### [WORK TO BE COMPLETED]
Copy the records below word for word, from the line containing "Tag the underwater" through the line containing "[(326, 254), (45, 193), (12, 123), (77, 117)]", including both of those lines.

### [LISTED RECORDS]
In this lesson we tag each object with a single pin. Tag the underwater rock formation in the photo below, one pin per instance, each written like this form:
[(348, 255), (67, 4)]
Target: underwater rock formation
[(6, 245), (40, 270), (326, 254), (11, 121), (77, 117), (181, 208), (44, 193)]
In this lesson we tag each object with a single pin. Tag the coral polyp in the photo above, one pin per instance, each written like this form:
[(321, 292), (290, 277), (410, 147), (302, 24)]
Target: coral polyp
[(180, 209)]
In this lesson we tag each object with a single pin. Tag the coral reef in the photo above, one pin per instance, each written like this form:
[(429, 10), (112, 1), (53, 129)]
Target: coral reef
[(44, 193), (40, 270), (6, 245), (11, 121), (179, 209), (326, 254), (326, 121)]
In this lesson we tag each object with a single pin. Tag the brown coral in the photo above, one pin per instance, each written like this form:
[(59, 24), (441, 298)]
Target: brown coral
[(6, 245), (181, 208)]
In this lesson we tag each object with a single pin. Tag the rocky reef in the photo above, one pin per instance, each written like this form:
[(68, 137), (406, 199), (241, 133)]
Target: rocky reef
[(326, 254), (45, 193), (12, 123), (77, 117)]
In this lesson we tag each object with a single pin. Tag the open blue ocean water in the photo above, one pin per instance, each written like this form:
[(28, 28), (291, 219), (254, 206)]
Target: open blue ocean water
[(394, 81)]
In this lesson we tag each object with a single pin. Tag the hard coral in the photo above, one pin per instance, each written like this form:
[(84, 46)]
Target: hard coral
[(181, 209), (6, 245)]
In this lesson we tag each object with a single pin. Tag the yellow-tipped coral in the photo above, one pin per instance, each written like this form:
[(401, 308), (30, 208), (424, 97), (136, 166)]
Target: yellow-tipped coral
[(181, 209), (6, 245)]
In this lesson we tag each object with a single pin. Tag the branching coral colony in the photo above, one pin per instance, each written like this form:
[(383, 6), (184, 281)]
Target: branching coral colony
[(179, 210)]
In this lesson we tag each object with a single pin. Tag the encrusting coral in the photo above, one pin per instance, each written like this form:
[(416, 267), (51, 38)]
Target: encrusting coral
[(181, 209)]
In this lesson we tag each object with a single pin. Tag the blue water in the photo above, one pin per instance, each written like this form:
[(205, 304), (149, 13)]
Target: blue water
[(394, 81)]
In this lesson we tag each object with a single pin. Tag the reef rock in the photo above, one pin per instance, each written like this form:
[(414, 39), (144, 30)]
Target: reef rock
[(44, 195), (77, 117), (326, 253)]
* * *
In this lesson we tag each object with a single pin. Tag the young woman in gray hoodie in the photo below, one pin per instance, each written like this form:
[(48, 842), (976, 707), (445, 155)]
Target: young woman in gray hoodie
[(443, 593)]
--
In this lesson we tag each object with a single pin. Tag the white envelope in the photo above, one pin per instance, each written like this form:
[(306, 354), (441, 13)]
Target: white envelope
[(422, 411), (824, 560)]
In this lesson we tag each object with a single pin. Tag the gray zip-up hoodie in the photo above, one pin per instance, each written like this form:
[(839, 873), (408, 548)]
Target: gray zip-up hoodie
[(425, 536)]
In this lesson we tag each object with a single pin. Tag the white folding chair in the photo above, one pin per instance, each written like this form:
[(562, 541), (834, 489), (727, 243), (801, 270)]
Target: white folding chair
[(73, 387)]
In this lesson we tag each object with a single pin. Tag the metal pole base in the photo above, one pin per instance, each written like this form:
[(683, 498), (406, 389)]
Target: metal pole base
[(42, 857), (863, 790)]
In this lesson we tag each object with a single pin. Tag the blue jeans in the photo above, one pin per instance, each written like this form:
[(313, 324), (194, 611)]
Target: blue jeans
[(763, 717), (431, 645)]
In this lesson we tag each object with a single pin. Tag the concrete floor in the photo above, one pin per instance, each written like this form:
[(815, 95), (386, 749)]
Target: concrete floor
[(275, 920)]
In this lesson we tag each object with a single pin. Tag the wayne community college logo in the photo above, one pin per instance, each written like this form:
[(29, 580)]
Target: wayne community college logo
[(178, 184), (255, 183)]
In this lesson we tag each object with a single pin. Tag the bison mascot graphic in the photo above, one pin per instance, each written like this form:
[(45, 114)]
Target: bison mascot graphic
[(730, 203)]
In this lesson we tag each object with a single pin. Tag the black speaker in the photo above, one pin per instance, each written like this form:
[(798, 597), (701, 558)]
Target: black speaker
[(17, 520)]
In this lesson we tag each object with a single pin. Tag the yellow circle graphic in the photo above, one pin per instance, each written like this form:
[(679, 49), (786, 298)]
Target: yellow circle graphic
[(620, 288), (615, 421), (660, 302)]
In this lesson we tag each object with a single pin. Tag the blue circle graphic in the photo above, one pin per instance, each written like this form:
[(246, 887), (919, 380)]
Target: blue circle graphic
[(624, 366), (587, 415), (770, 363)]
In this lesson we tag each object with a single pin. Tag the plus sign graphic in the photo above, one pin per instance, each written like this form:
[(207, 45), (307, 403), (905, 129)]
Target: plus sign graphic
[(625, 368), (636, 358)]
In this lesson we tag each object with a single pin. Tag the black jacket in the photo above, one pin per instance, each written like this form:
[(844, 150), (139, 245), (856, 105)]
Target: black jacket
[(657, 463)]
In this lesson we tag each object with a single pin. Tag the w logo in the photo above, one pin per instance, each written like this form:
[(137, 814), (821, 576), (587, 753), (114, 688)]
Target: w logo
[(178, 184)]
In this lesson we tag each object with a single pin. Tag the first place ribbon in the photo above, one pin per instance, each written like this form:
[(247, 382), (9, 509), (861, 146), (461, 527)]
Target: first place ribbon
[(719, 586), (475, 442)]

### [RESPONSE FOR THIS EXERCISE]
In this lesson we tag each object with a single pin. Tag the underwater rock formation in the photo below, one pin per instance, each written like this form:
[(348, 255), (67, 4)]
Target: underwater rock formation
[(6, 245), (40, 270), (326, 254), (11, 121), (77, 117), (181, 208), (44, 193)]
In this lesson we tag each object with a single pin. Tag the coral polyp in the photo above, one pin per instance, each written like this form:
[(321, 292), (290, 277), (410, 147), (302, 24)]
Target: coral polyp
[(180, 209)]
In this lesson we tag each object with a single pin. Tag the coral reef in the photo above, one pin per instance, each written like this form:
[(429, 10), (112, 1), (53, 129)]
Target: coral reef
[(44, 193), (40, 270), (6, 245), (11, 121), (179, 209), (326, 254), (326, 121)]
In this lesson we tag each object with a single pin. Tag the brown coral in the photo above, one pin per instance, each written like this form:
[(59, 24), (441, 298)]
Target: brown coral
[(6, 245), (181, 208)]
In this lesson we tag each object with a single pin. Tag the rocky reef in the photo above, one pin per instance, each written like this form:
[(68, 137), (406, 199), (241, 133)]
Target: rocky reef
[(326, 254), (45, 193), (12, 123), (77, 117)]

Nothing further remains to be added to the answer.